§ Extracted records:
◆ ◆ ◆ ◆ ◆ ◆ ◆
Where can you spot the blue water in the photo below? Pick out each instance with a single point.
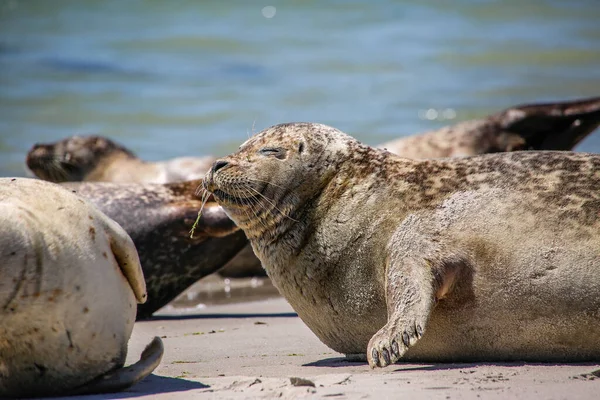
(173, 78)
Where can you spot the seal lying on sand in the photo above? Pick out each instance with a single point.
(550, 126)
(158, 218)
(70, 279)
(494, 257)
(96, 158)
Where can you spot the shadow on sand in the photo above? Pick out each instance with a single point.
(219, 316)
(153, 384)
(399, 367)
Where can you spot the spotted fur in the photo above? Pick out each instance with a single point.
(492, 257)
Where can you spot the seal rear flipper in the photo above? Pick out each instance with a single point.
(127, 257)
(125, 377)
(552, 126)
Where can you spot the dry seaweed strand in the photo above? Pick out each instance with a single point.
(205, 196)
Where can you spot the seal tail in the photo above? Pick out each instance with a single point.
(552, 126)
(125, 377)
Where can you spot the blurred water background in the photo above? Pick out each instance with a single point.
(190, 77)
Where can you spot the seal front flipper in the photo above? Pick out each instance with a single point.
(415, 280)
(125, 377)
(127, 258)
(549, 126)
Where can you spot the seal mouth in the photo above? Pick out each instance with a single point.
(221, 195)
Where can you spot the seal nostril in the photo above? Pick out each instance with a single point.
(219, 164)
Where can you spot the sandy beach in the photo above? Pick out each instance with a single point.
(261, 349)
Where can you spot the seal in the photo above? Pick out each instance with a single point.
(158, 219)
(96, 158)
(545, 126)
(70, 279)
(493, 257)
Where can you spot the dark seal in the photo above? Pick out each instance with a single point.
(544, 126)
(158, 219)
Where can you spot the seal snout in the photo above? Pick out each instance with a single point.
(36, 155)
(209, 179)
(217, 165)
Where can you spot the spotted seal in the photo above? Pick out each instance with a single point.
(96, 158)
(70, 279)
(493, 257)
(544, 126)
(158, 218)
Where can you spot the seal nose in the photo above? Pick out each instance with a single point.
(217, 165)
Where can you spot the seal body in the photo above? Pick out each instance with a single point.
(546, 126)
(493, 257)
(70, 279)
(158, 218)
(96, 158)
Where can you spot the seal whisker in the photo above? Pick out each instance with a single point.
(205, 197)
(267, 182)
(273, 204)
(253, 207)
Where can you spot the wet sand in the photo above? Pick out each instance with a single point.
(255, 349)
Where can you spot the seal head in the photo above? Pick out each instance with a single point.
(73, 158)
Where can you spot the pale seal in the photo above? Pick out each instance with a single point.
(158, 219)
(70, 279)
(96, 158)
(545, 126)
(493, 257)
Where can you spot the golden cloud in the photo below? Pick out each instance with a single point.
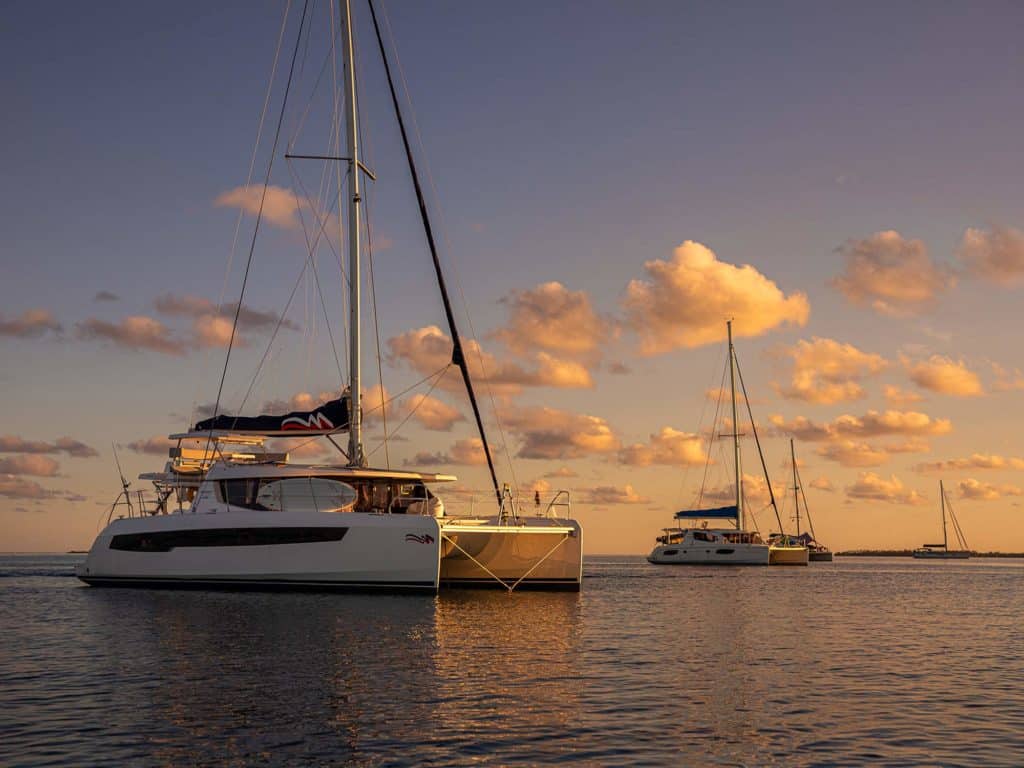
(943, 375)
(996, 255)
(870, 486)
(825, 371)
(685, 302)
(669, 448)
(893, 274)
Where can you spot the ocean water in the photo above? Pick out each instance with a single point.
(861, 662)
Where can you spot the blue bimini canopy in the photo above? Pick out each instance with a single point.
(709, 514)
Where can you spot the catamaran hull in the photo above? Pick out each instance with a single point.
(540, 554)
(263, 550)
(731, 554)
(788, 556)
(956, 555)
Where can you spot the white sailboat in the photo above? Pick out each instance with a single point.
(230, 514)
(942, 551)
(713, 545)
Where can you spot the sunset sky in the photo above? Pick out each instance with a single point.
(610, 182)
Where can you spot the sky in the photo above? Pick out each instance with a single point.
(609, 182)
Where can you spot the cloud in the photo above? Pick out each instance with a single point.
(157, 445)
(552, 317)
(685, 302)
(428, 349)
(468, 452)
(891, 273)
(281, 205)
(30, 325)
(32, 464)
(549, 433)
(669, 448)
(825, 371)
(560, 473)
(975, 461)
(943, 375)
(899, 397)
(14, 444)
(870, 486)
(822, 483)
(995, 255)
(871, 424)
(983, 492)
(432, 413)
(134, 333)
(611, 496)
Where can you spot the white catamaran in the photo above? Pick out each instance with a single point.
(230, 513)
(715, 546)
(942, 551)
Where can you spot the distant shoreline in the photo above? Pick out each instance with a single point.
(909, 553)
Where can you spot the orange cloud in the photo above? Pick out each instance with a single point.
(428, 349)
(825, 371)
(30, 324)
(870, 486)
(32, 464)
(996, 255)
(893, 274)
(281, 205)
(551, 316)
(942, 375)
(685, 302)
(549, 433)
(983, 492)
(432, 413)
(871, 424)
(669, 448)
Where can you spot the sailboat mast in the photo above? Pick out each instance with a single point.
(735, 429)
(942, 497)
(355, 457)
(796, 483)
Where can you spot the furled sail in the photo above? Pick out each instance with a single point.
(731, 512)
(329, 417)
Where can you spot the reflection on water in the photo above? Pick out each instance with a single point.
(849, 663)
◆ ◆ ◆ ◆ ◆ ◆ ◆
Repeat the data exactly, without the pictures.

Where can you spot the blue water in the photo below? Pick out each instance with a single point.
(173, 78)
Where can you spot the seal lying on sand in the photo above? Pick out each instance with a single point.
(550, 126)
(158, 218)
(70, 279)
(494, 257)
(96, 158)
Where can you spot the shadow on sand in the photo above? Pick out each instance with a single point.
(219, 316)
(153, 384)
(399, 367)
Where can you spot the spotted fur in the photo above? Pick out each instance with a single point.
(492, 257)
Where can you spot the seal rear flipper in the photo above? Pick out each instance with a single point.
(127, 257)
(125, 377)
(552, 126)
Where can you spot the dry seaweed strand in the photo above? Pick out each instance with a single point.
(205, 196)
Where can you spot the seal tail in the photo above? Pick out each instance with a single point.
(552, 126)
(125, 377)
Where can you spot the blurred water background in the photo above? Pick out each instance with a single point.
(190, 77)
Where can you spot the seal front flipper in the photo above? Pick out each instance with a single point.
(415, 280)
(125, 377)
(127, 258)
(549, 126)
Where can you spot the seal mouth in the photo above? Pick out each instance with a single point.
(221, 195)
Where can you spot the seal nostril in the photo above? Pick out each instance with a single point.
(219, 164)
Where can you spot the sandy beach in the photo above? Pick out each instance with a single point.
(261, 349)
Where can you spot the seal in the photo above? Pick out each instance with a single point.
(158, 219)
(96, 158)
(545, 126)
(70, 279)
(493, 257)
Where can you spot the dark seal in the photo above? Pick out each instance with a single point.
(544, 126)
(158, 219)
Where can you spot the seal snout in the photo above? Pick out each instance with a single point.
(36, 155)
(209, 179)
(217, 165)
Where can you spot the spotted seal in the photo above? Pick out each instance with a single point.
(96, 158)
(70, 279)
(493, 257)
(544, 126)
(158, 218)
Where can you spot the seal nose in the photo above? Pick out each instance with a single point.
(217, 165)
Where can you spot the seal body in the photo above? Pick out each instance with a single point.
(546, 126)
(493, 257)
(70, 279)
(158, 218)
(96, 158)
Where can you spot the seal whisker in the photo above? Pick out each instance with a single point.
(205, 197)
(267, 182)
(273, 204)
(253, 207)
Where can you spot the wet sand in the photo above? Pick out each instance with a single point.
(255, 349)
Where can you spot the seal head in the photo above? Pick out each instance with a single point.
(73, 158)
Where can you spot the pale seal in the photo above? Pick out each instance with a single point.
(158, 219)
(70, 279)
(96, 158)
(545, 126)
(493, 257)
Where can you spot the golden cloud in the photo below? Pick out each instance with a single point.
(943, 375)
(996, 255)
(870, 486)
(825, 371)
(685, 302)
(669, 448)
(893, 274)
Where can you spot the ocean water in the photo above? Pick out each instance with a single point.
(861, 662)
Where can you spot the blue bimini canopy in the photo above? Pick out each instance with a single point.
(709, 514)
Where can you spot the catamaran hull in the photo above? Pick out each instance with a single point.
(540, 554)
(263, 550)
(731, 554)
(788, 556)
(956, 555)
Where can you spot the white sailboat in the photo above? Pick out each instance with a single point.
(230, 514)
(942, 551)
(713, 545)
Where can you spot the sunset sky in the photo above? Pick out each instance with a single point.
(610, 182)
Where can you spot the sky in the photo above? Pick out each instance with a single point.
(609, 182)
Where can you spot the cloud in the photo above? Pick out each instance with a single point.
(157, 445)
(552, 317)
(685, 302)
(428, 349)
(468, 452)
(891, 273)
(281, 205)
(30, 325)
(32, 464)
(549, 433)
(669, 448)
(825, 371)
(560, 473)
(975, 461)
(943, 375)
(899, 397)
(14, 444)
(870, 486)
(822, 483)
(995, 255)
(871, 424)
(983, 492)
(432, 413)
(134, 333)
(611, 496)
Where can you spot the white catamaran in the photo above? Pick out each instance with a single point.
(230, 513)
(715, 546)
(942, 551)
Where can you spot the distant shoreline in the photo above? Pick out each instance with a single point.
(909, 553)
Where can you spot the orange cloud in the photo above? Pick out each instance with a single point.
(428, 349)
(825, 371)
(30, 324)
(870, 486)
(32, 464)
(996, 255)
(893, 274)
(281, 205)
(551, 316)
(942, 375)
(685, 302)
(549, 433)
(983, 492)
(432, 413)
(871, 424)
(669, 448)
Where can you spot the sailboat mast in the photo above? Pick out each instance with a single point.
(735, 429)
(942, 497)
(355, 457)
(796, 483)
Where can you spot the furled sail in the photo above? Pick out each instance with a single point.
(731, 512)
(329, 417)
Where can you spot the reflection on water in the photo above? Pick out each instance with a single point.
(849, 663)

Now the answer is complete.